— WHAT IS ASKED —
• a. Reproduce the part of the newsgroup post on proof in PA that opens with the words containing "On 26/01/2026 17:22, olcott" and closes with "is meta-provably impossible.".
• b. In the newsgroup post on proof in PA, what does olcott say does not exist in the axioms of PA?
• c. Continue the newsgroup post on proof in PA from the point where it stops.

XPost: comp.theory, sci.math   
   From: mikko.levanto@iki.fi   
      
   On 26/01/2026 17:22, olcott wrote:   
   > On 1/26/2026 6:55 AM, Mikko wrote:   
   >> On 25/01/2026 15:30, olcott wrote:   
   >>> On 1/25/2026 5:24 AM, Mikko wrote:   
   >>>> On 24/01/2026 16:18, olcott wrote:   
   >>>>> On 1/24/2026 2:23 AM, Mikko wrote:   
   >>>>>> On 22/01/2026 18:47, olcott wrote:   
   >>>>>>> On 1/22/2026 2:21 AM, Mikko wrote:   
   >>>>>>   
   >>>>>>>> Anyway, what can be provven that way is true aboout PA. You can   
   >>>>>>>> deny   
   >>>>>>>> the proof but you cannot perform what is meta-provably impossible.   
   >>>>>>   
   >>>>>>> The meta-proof does not exist in the axioms of PA   
   >>>>>>> and that is the reason why an external truth in   
   >>>>>>> an external model cannot be proved internally in PA.

— RECORDED DATA —
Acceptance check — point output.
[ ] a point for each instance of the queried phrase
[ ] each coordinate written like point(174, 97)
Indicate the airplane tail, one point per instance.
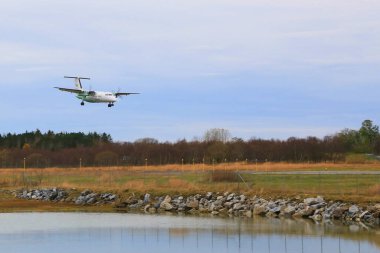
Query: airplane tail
point(77, 81)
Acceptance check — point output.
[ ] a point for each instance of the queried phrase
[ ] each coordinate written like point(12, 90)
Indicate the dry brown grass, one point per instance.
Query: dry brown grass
point(198, 178)
point(261, 167)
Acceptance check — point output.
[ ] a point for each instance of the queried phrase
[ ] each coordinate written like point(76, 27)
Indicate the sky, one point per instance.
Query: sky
point(259, 68)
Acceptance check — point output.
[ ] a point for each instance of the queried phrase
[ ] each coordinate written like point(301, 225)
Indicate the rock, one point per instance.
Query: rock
point(146, 208)
point(363, 214)
point(289, 210)
point(276, 209)
point(317, 217)
point(166, 206)
point(259, 210)
point(248, 213)
point(193, 204)
point(146, 198)
point(353, 209)
point(167, 199)
point(338, 213)
point(313, 201)
point(228, 204)
point(238, 206)
point(230, 197)
point(91, 201)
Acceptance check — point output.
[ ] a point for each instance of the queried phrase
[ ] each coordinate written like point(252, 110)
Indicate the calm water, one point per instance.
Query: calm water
point(83, 232)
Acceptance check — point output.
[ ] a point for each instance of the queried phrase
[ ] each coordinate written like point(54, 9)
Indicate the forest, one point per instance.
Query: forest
point(216, 146)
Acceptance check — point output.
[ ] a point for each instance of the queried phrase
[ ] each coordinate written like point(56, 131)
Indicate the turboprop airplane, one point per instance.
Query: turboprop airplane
point(93, 96)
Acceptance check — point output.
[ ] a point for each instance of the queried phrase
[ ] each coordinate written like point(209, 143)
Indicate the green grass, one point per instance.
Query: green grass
point(362, 188)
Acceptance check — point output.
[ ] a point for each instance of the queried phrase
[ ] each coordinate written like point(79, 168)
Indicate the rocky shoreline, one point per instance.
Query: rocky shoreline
point(230, 204)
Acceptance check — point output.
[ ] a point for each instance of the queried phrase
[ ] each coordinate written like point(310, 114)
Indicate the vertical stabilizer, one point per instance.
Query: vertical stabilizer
point(77, 81)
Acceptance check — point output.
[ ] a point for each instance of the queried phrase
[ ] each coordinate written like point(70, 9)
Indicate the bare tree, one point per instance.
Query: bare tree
point(217, 134)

— ANSWERS IN ORDER —
• a.
On 26/01/2026 17:22, olcott wrote:   
   > On 1/26/2026 6:55 AM, Mikko wrote:   
   >> On 25/01/2026 15:30, olcott wrote:   
   >>> On 1/25/2026 5:24 AM, Mikko wrote:   
   >>>> On 24/01/2026 16:18, olcott wrote:   
   >>>>> On 1/24/2026 2:23 AM, Mikko wrote:   
   >>>>>> On 22/01/2026 18:47, olcott wrote:   
   >>>>>>> On 1/22/2026 2:21 AM, Mikko wrote:   
   >>>>>>   
   >>>>>>>> Anyway, what can be provven that way is true aboout PA. You can   
   >>>>>>>> deny   
   >>>>>>>> the proof but you cannot perform what is meta-provably impossible.

• b. The meta-proof.

• c.
   >>>>>>> All of these years it was only a mere conflation   
   >>>>>>> error.   
   >>>>>>   
   >>>>>> It is perfectly clear which is which. But every proof in PA is also   
   >>>>>> a proof in Gödel's metatheory.   
   >>>>>   
   >>>>> ∀x ∈ PA (  True(PA, x) ≡ PA ⊢  x )   
   >>>>> ∀x ∈ PA ( False(PA, x) ≡ PA ⊢ ¬x )   
   >>>>> ∀x ∈ PA ( ¬WellFounded(PA, x) ≡   
   >>>>>           (¬True(PA, x) ∧ (¬False(PA, x)))   
   >>>>   
   >>>> Those sentences don't mean anything without specificantions of a   
   >>>> language and a theory that gives them some meaning.   
   >>>   
   >>> In other word you do not understand standard notational   
   >>> conventions that define True for PA as provable from the   
   >>> axioms of PA and False for PA as refutable from the axioms   
   >>> of PA.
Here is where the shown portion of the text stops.